== Segment start ==

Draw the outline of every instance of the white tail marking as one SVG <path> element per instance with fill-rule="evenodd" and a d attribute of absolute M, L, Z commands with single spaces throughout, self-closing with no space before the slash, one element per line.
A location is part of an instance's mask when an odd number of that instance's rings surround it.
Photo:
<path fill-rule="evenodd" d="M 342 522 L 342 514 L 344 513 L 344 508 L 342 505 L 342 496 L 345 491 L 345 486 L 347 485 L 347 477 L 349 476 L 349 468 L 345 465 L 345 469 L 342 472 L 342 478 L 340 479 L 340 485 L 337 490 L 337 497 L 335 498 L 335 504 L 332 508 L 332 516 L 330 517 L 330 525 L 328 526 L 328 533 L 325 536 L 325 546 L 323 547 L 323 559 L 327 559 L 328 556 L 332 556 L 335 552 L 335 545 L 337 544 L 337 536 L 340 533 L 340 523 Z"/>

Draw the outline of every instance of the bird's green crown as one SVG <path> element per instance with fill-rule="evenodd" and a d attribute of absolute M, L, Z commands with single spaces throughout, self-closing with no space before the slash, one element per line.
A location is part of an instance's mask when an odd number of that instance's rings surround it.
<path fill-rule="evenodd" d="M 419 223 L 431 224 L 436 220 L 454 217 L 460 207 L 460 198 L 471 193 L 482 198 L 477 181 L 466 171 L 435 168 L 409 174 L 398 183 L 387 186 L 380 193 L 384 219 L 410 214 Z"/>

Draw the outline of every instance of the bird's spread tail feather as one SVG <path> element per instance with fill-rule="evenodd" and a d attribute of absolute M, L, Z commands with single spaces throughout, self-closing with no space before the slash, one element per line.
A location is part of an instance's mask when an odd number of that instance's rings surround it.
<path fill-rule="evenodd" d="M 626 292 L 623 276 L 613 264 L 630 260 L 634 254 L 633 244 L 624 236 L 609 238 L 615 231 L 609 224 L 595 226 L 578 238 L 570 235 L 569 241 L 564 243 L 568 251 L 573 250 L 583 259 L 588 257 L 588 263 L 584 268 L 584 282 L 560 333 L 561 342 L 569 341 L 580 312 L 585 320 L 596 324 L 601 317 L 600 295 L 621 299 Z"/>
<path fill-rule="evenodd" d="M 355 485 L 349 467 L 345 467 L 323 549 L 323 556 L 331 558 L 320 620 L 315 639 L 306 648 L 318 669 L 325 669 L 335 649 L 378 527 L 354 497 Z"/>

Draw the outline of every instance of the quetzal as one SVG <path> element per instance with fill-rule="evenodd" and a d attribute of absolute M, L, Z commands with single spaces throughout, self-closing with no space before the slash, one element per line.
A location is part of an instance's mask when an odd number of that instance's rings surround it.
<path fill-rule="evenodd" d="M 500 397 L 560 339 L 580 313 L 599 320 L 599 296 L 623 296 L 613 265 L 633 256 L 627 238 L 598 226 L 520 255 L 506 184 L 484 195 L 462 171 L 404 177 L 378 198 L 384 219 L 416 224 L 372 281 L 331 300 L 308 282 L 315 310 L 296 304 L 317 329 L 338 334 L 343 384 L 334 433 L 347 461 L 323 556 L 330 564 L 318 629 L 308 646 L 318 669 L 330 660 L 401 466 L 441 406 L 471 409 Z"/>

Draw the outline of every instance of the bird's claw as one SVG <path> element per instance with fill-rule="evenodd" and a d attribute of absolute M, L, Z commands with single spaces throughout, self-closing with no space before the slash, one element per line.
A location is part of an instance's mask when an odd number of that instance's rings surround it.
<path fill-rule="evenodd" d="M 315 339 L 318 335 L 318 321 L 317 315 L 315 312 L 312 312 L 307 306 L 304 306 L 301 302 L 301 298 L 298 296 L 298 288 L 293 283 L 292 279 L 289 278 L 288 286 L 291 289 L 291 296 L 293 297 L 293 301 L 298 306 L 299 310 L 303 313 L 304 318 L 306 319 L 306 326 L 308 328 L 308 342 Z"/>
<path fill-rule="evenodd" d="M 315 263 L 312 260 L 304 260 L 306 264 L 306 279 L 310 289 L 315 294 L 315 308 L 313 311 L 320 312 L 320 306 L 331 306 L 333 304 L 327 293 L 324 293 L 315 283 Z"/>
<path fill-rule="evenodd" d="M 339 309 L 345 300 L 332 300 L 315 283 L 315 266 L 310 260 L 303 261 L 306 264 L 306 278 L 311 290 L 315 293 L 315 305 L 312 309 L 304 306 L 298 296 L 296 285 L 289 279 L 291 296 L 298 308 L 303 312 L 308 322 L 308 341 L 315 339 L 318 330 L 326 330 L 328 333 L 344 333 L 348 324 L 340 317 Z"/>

== Segment end ==

* **ACTION ITEM**
A word-for-word transcription of the listing above is what the answer should contain.

* **ANSWER TO THIS PROBLEM**
Draw the outline of every instance of the white tail marking as one SVG <path> element per instance with fill-rule="evenodd" and a d attribute of absolute M, L, Z commands with single spaces throughout, self-closing with no space before the slash, one element per line.
A location is part of an instance's mask when an odd number of that instance's rings surround it.
Photo:
<path fill-rule="evenodd" d="M 342 522 L 342 514 L 344 513 L 344 508 L 342 505 L 342 496 L 345 491 L 345 486 L 347 485 L 347 477 L 349 476 L 349 468 L 345 465 L 345 469 L 342 472 L 342 478 L 340 479 L 340 485 L 337 490 L 337 497 L 335 498 L 335 504 L 332 508 L 332 516 L 330 517 L 330 525 L 328 526 L 328 533 L 325 536 L 325 546 L 323 547 L 323 559 L 327 559 L 328 556 L 332 556 L 335 552 L 335 545 L 337 544 L 337 536 L 340 533 L 340 523 Z"/>

Draw the outline of every instance of the bird's green crown as one SVG <path> element per instance with fill-rule="evenodd" and a d attribute of absolute M, L, Z commands with single spaces throughout, self-closing with no space before the slash, one element per line.
A location is part of an instance's mask when an odd number of that instance's rings surround it.
<path fill-rule="evenodd" d="M 419 223 L 431 224 L 436 220 L 454 217 L 460 207 L 460 198 L 471 193 L 482 198 L 477 181 L 466 171 L 435 168 L 409 174 L 398 183 L 387 186 L 380 193 L 384 219 L 410 214 Z"/>

Draw the outline of every instance of the bird's spread tail feather as one SVG <path> element per instance with fill-rule="evenodd" and a d attribute of absolute M, L, Z commands with single spaces throughout, self-closing with no space before the slash, one element per line.
A location is part of an instance's mask when an odd number of that instance's rings surround it.
<path fill-rule="evenodd" d="M 626 292 L 623 276 L 613 264 L 630 260 L 634 254 L 633 244 L 624 236 L 609 238 L 615 231 L 609 224 L 595 226 L 578 238 L 570 235 L 569 241 L 564 243 L 568 251 L 573 250 L 583 259 L 588 257 L 588 263 L 584 268 L 584 282 L 560 333 L 561 342 L 569 341 L 580 312 L 585 320 L 596 324 L 601 317 L 600 295 L 621 299 Z"/>
<path fill-rule="evenodd" d="M 355 485 L 349 467 L 345 467 L 323 549 L 323 556 L 331 558 L 320 620 L 315 639 L 306 648 L 318 669 L 325 669 L 335 649 L 378 527 L 354 497 Z"/>

Draw the outline of every instance of the quetzal as one SVG <path> element per instance with fill-rule="evenodd" and a d attribute of absolute M, L, Z commands with single spaces throughout, self-closing with no space before the slash, one element per line.
A location is part of an instance's mask when an odd number of that instance's rings surround it.
<path fill-rule="evenodd" d="M 500 397 L 560 339 L 580 313 L 599 320 L 599 296 L 623 296 L 613 265 L 633 256 L 627 238 L 598 226 L 520 255 L 506 184 L 484 195 L 462 171 L 404 177 L 378 198 L 384 219 L 416 224 L 372 281 L 331 300 L 308 282 L 315 310 L 296 304 L 317 329 L 338 334 L 343 384 L 334 433 L 347 461 L 323 556 L 330 564 L 318 629 L 308 646 L 318 669 L 330 660 L 401 466 L 441 406 L 471 409 Z"/>

Draw the outline of every instance of the bird's claw as one SVG <path> element per instance with fill-rule="evenodd" and a d attribute of absolute M, L, Z commands with single spaces throughout, self-closing with no space before the slash, one element per line.
A location is part of an instance's mask when an odd number of that instance's rings surround it.
<path fill-rule="evenodd" d="M 315 339 L 318 335 L 318 321 L 317 315 L 315 312 L 312 312 L 307 306 L 304 306 L 301 302 L 301 298 L 298 296 L 298 288 L 293 283 L 292 279 L 289 278 L 288 286 L 291 289 L 291 296 L 293 297 L 293 301 L 298 306 L 299 310 L 303 313 L 304 318 L 306 319 L 306 326 L 308 328 L 308 342 Z"/>
<path fill-rule="evenodd" d="M 315 263 L 312 260 L 304 260 L 306 264 L 306 279 L 310 289 L 315 294 L 315 308 L 313 311 L 320 312 L 320 306 L 331 306 L 333 304 L 327 293 L 324 293 L 315 283 Z"/>
<path fill-rule="evenodd" d="M 339 309 L 345 300 L 332 300 L 315 283 L 315 266 L 310 260 L 303 261 L 306 264 L 306 278 L 311 290 L 315 293 L 315 305 L 312 309 L 304 306 L 298 296 L 296 285 L 289 279 L 291 296 L 298 308 L 303 312 L 308 322 L 308 341 L 315 339 L 318 330 L 326 330 L 328 333 L 344 333 L 348 324 L 340 317 Z"/>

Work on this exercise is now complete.